====== Extract provided ======

Autumn is rolling in
There’s a beautiful tree along the green in Barrington. It’s green in summer, bare in winter, glorious in autumn. This year, walking out each morning to head for the office, I’d note the changes. Not always the best weather for a picture, but enough blue-sky days to get a good sense of progress towards winter.
The Euro-US political divide continues to widen. I’ve commented before that the US has been using Europe as a surrogate illustrating economic policy failures, whether stimulus (Romney) or austerity (Obama). Roger Ebert noted he’s receiving more of That Comment: You have no idea of what you're talking about. You love socialism? Move to Europe. Fox News rattled the bones after the election: Ever-bigger government, greater dependency, higher taxes, ever-more spending and crippling debt, socialized medicine, and dwindling freedom. It's a bleak future--one that resembles more the imploding nations of Western Europe than the United States of America.
Now it’s infecting the European side as well (can you blame them?). A Republican-led US would share few values with Europeans, suggests Simon Kuper, noting Tea Party characterizations of Europeans as crazed, bankrupt, jihad-supporting socialists. The Atlantic seems to have got a bit wider,” says Daniel Keohane. It’s become hard to say “our shared western values” without smirking.

====== Supplied data ======

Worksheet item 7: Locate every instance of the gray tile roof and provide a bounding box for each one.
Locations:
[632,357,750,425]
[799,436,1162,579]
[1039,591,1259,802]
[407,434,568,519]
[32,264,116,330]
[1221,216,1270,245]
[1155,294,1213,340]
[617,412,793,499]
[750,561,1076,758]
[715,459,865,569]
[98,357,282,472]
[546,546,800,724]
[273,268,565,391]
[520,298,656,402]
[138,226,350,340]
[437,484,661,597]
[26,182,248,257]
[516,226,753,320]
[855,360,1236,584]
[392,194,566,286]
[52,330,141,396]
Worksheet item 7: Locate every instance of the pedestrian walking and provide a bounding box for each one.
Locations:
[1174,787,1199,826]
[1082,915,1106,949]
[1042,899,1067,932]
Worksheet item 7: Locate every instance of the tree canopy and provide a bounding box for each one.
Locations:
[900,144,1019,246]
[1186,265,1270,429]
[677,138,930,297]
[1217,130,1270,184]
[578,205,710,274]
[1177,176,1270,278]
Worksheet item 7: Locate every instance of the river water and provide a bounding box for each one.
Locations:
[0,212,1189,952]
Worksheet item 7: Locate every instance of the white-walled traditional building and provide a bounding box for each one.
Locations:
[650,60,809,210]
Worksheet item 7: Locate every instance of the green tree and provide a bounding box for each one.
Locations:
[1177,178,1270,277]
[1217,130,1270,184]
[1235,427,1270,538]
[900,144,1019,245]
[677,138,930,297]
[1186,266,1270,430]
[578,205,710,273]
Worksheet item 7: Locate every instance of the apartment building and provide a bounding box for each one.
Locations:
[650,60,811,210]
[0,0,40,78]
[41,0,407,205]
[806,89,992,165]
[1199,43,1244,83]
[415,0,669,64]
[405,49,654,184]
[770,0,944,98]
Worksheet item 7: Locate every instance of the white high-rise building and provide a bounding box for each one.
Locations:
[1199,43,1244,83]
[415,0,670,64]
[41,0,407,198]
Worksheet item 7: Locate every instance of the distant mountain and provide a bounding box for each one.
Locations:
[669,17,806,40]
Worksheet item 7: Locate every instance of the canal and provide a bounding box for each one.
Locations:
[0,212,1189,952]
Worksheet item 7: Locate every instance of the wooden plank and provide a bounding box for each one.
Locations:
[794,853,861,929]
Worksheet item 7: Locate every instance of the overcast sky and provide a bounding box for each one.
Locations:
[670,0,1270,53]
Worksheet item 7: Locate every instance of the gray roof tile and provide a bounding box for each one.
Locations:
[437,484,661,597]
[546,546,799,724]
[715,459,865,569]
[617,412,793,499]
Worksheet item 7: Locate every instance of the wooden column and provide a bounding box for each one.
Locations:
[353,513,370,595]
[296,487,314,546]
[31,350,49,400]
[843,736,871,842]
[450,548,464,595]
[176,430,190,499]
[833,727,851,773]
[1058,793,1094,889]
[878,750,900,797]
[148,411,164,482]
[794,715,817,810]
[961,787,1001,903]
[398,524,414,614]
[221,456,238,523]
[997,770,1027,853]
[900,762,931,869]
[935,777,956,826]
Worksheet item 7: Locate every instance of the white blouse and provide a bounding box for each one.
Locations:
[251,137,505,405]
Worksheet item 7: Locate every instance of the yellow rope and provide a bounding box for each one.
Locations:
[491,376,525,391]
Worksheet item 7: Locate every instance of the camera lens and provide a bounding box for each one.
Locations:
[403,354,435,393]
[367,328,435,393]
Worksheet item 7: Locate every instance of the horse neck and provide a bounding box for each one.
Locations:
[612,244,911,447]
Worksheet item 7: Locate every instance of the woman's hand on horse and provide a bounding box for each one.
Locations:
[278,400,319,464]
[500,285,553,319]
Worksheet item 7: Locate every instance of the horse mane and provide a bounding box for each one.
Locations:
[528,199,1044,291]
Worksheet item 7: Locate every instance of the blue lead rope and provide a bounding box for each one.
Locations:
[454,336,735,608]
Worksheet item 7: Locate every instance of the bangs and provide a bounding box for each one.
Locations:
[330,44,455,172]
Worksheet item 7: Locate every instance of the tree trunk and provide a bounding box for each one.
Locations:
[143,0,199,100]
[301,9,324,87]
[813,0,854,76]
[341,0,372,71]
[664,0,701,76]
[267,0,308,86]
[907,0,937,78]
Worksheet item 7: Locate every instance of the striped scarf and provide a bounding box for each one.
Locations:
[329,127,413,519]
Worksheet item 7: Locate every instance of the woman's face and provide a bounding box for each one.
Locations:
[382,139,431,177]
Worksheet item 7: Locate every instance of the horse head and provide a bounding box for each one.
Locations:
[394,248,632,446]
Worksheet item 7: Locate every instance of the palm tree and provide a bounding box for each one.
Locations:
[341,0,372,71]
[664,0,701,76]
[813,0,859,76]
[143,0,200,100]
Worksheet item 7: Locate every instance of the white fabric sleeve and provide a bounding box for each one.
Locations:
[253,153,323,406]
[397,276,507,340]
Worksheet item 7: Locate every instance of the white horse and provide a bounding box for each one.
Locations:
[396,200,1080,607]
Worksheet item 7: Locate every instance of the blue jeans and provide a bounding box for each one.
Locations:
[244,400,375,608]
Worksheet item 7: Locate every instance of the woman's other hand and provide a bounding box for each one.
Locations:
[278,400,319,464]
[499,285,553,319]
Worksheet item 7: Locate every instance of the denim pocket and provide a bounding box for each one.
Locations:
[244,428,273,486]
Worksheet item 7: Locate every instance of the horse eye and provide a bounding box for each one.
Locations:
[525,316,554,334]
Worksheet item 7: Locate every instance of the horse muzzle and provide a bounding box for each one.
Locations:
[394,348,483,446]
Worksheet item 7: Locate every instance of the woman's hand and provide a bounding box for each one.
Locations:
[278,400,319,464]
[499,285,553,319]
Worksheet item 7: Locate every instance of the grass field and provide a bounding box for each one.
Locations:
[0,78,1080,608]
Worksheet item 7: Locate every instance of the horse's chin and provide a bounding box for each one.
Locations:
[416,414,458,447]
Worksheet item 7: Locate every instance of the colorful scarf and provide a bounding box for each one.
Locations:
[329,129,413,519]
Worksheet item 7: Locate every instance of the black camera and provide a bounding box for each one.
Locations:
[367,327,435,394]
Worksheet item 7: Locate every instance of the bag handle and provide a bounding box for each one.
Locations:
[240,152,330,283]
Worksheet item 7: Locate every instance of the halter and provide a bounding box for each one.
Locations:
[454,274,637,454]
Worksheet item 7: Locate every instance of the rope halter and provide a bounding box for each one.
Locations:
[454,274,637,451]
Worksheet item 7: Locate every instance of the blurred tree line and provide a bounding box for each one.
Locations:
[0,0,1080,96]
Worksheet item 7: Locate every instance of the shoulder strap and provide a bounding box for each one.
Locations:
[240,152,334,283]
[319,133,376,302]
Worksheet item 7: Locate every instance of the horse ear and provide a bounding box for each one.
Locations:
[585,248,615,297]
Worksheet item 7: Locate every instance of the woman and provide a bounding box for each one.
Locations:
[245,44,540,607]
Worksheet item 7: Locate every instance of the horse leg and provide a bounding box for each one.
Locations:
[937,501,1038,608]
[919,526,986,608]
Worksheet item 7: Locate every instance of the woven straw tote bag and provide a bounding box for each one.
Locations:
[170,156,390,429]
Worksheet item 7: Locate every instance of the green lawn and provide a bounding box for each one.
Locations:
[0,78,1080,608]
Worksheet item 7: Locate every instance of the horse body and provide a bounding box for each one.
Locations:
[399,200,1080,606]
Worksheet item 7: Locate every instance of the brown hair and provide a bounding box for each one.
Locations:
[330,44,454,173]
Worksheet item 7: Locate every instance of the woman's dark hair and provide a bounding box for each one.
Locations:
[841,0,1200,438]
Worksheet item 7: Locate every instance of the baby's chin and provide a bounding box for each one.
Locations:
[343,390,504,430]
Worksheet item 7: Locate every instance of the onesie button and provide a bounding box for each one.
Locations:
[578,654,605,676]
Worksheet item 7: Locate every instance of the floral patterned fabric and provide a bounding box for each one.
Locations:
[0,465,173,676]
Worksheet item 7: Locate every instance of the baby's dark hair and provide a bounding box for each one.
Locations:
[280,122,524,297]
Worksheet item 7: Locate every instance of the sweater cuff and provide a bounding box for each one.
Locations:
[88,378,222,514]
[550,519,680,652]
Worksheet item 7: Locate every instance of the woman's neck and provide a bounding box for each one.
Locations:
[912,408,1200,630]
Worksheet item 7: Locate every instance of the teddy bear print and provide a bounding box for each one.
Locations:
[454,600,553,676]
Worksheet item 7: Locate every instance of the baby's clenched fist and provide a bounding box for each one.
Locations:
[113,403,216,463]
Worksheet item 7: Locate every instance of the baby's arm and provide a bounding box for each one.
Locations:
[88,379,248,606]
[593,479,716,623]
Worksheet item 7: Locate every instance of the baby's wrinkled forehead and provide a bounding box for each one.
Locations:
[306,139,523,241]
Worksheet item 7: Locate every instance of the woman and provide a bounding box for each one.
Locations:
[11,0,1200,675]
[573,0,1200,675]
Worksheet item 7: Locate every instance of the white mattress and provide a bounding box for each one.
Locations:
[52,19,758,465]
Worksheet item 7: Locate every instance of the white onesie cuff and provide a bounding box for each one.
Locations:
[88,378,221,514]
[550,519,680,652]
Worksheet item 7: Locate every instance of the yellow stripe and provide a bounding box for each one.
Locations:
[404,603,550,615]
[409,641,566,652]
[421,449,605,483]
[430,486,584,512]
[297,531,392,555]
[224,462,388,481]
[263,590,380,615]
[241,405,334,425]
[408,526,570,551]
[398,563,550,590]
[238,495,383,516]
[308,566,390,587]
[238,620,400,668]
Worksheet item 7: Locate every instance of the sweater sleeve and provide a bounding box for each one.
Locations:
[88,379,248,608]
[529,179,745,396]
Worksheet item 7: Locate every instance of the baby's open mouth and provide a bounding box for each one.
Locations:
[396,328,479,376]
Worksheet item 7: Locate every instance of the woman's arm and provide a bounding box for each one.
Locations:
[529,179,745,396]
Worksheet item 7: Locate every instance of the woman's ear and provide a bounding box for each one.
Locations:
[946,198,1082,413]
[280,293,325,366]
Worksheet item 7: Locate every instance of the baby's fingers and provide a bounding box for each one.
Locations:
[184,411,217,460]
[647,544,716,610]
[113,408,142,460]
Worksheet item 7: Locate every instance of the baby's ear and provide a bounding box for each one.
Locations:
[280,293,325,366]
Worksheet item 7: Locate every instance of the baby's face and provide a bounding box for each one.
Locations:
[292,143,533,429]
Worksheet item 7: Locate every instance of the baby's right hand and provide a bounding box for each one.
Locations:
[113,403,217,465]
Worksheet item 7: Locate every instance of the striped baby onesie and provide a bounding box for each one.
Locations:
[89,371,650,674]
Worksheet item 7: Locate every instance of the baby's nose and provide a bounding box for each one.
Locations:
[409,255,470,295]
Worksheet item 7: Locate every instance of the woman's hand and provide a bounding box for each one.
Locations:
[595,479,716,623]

======

-- Questions to answer --
A. Reproduce the part of the blog post starting with "Autumn is rolling" and going on through "progress towards winter.".
B. In the blog post, who is quoted as saying that the Atlantic seems to have got a bit wider?

-- Responses to the exercise --
A.
Autumn is rolling in
There’s a beautiful tree along the green in Barrington. It’s green in summer, bare in winter, glorious in autumn. This year, walking out each morning to head for the office, I’d note the changes. Not always the best weather for a picture, but enough blue-sky days to get a good sense of progress towards winter.

B. Daniel Keohane